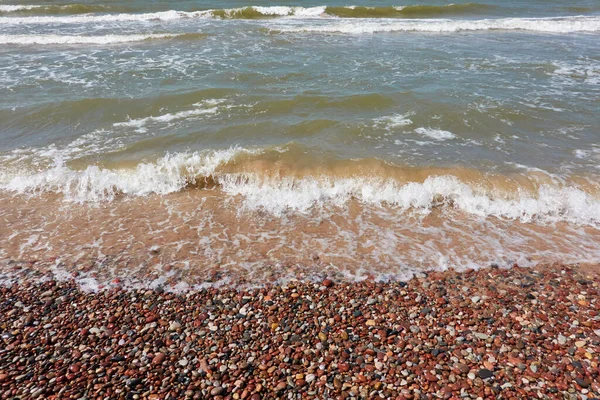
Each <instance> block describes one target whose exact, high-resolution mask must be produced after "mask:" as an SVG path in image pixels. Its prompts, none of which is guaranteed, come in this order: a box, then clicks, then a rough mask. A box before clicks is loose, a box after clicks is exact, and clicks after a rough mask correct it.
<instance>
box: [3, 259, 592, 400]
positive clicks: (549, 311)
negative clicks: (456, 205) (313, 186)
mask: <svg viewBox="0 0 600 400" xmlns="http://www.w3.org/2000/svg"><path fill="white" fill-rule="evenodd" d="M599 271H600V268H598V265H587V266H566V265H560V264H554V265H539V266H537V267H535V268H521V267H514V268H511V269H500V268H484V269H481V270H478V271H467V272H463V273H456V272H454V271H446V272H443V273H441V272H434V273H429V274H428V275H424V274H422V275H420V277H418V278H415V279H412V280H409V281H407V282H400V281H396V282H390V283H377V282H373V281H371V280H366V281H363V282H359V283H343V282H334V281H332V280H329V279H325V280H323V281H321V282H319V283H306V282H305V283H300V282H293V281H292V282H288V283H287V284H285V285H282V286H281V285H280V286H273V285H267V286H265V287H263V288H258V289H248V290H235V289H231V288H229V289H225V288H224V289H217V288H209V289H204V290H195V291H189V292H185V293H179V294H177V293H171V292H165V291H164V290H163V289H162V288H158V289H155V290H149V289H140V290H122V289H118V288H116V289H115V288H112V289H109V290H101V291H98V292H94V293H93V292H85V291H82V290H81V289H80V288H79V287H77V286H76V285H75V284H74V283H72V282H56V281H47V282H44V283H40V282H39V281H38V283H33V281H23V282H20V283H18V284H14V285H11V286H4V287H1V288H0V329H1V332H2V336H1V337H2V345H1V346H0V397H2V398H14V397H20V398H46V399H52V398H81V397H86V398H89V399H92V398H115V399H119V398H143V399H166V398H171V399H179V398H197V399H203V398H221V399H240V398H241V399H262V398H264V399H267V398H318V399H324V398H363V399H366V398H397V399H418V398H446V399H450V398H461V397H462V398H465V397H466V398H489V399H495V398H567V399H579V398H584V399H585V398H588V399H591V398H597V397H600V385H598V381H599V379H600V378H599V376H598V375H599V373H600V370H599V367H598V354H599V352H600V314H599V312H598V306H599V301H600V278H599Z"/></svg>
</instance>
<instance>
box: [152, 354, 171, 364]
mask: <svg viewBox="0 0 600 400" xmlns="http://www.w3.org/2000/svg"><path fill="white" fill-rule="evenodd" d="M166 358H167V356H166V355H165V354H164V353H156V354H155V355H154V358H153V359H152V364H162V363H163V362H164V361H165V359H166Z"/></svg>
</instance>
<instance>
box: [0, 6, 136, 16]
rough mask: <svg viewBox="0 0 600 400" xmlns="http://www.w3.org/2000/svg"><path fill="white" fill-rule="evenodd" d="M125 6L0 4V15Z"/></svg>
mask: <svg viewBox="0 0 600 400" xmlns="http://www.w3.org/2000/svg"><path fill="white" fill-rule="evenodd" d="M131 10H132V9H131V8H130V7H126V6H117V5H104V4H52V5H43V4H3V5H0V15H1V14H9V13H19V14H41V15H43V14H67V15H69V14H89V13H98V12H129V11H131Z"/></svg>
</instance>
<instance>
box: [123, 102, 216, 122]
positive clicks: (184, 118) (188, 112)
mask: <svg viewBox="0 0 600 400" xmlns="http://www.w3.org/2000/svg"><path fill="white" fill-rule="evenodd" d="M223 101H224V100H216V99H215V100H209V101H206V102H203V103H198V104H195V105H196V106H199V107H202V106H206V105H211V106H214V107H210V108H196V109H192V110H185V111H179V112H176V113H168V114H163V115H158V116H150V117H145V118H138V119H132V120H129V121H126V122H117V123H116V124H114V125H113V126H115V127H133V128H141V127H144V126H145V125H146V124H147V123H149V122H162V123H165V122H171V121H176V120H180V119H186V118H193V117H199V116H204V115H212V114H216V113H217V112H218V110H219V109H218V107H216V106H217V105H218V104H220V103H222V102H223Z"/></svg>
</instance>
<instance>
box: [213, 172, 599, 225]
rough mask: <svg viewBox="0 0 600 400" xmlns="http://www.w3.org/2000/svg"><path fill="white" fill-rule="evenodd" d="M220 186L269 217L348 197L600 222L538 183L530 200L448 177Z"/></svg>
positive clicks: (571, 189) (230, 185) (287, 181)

* * *

What you have to do = Rewrite all of the rows above with "positive clicks" swapped for "foreground clicks" wherever it occurs, changing nothing else. Omit the pictures.

Response to this task =
Each <instance> block describes one target whose exact, high-resolution mask must be produced after "mask:" as an SVG path in image pixels. Its prompts, none of which is guaranteed, come in this order: a box, then clicks, then a rough mask. A box before clicks is loose, a box after clicks is exact, and clicks after a rough mask correct it.
<instance>
box: [3, 259, 592, 400]
foreground clicks: (549, 311)
negative clicks: (456, 205) (313, 186)
mask: <svg viewBox="0 0 600 400" xmlns="http://www.w3.org/2000/svg"><path fill="white" fill-rule="evenodd" d="M599 271H600V268H598V265H587V266H566V265H560V264H554V265H539V266H537V267H535V268H521V267H514V268H511V269H500V268H484V269H481V270H478V271H467V272H463V273H456V272H454V271H446V272H443V273H441V272H434V273H429V274H428V275H424V274H422V275H420V277H418V278H415V279H412V280H409V281H407V282H400V281H396V282H390V283H377V282H373V281H371V280H366V281H363V282H359V283H343V282H334V281H332V280H329V279H325V280H323V281H321V282H319V283H306V282H305V283H300V282H293V281H292V282H288V283H287V284H285V285H282V286H281V285H280V286H273V285H267V286H265V287H263V288H258V289H248V290H235V289H231V288H229V289H225V288H224V289H217V288H209V289H204V290H195V291H189V292H185V293H179V294H177V293H171V292H165V291H164V290H163V289H162V288H158V289H155V290H149V289H140V290H122V289H118V288H116V289H115V288H112V289H109V290H101V291H98V292H94V293H93V292H85V291H82V290H81V289H80V288H79V287H77V286H76V285H75V284H74V283H72V282H56V281H47V282H44V283H40V282H39V281H38V283H33V281H23V282H20V283H18V284H14V285H11V286H4V287H1V288H0V329H1V332H2V336H1V337H2V345H1V346H0V397H2V398H14V397H20V398H46V399H52V398H81V397H86V398H89V399H92V398H115V399H119V398H143V399H166V398H171V399H179V398H197V399H203V398H221V399H240V398H241V399H262V398H264V399H267V398H318V399H324V398H363V399H366V398H397V399H418V398H446V399H450V398H461V397H462V398H465V397H466V398H489V399H495V398H567V399H579V398H584V399H585V398H588V399H591V398H597V397H600V385H598V381H599V379H600V378H599V376H598V375H599V373H600V370H599V367H598V354H599V352H600V314H599V312H598V306H599V301H600V278H599Z"/></svg>
</instance>
<instance>
box: [152, 354, 171, 364]
mask: <svg viewBox="0 0 600 400" xmlns="http://www.w3.org/2000/svg"><path fill="white" fill-rule="evenodd" d="M166 358H167V356H166V355H165V354H164V353H156V354H155V355H154V358H153V359H152V364H162V363H163V362H164V361H165V359H166Z"/></svg>
</instance>
<instance>
box: [0, 6, 136, 16]
rough mask: <svg viewBox="0 0 600 400" xmlns="http://www.w3.org/2000/svg"><path fill="white" fill-rule="evenodd" d="M125 6L0 4V15Z"/></svg>
mask: <svg viewBox="0 0 600 400" xmlns="http://www.w3.org/2000/svg"><path fill="white" fill-rule="evenodd" d="M131 10H132V9H131V8H130V7H126V6H117V5H104V4H52V5H43V4H3V5H0V15H1V14H9V13H19V14H41V15H43V14H67V15H69V14H89V13H98V12H129V11H131Z"/></svg>
</instance>
<instance>
box: [123, 102, 216, 122]
foreground clicks: (184, 118) (188, 112)
mask: <svg viewBox="0 0 600 400" xmlns="http://www.w3.org/2000/svg"><path fill="white" fill-rule="evenodd" d="M223 101H224V100H216V99H215V100H209V101H206V102H203V103H198V104H195V105H196V106H199V107H202V106H206V105H211V106H214V107H210V108H196V109H192V110H185V111H179V112H176V113H168V114H163V115H158V116H150V117H145V118H138V119H132V120H129V121H126V122H117V123H116V124H114V125H113V126H115V127H133V128H141V127H144V126H145V125H146V124H147V123H149V122H162V123H165V122H171V121H176V120H180V119H186V118H193V117H199V116H204V115H212V114H216V113H217V112H218V110H219V109H218V107H216V106H217V105H218V104H220V103H222V102H223Z"/></svg>
</instance>
<instance>
box: [213, 172, 599, 225]
rough mask: <svg viewBox="0 0 600 400" xmlns="http://www.w3.org/2000/svg"><path fill="white" fill-rule="evenodd" d="M220 186L269 217L348 197L600 222L538 183L530 200L448 177Z"/></svg>
foreground clicks: (571, 189) (230, 185) (287, 181)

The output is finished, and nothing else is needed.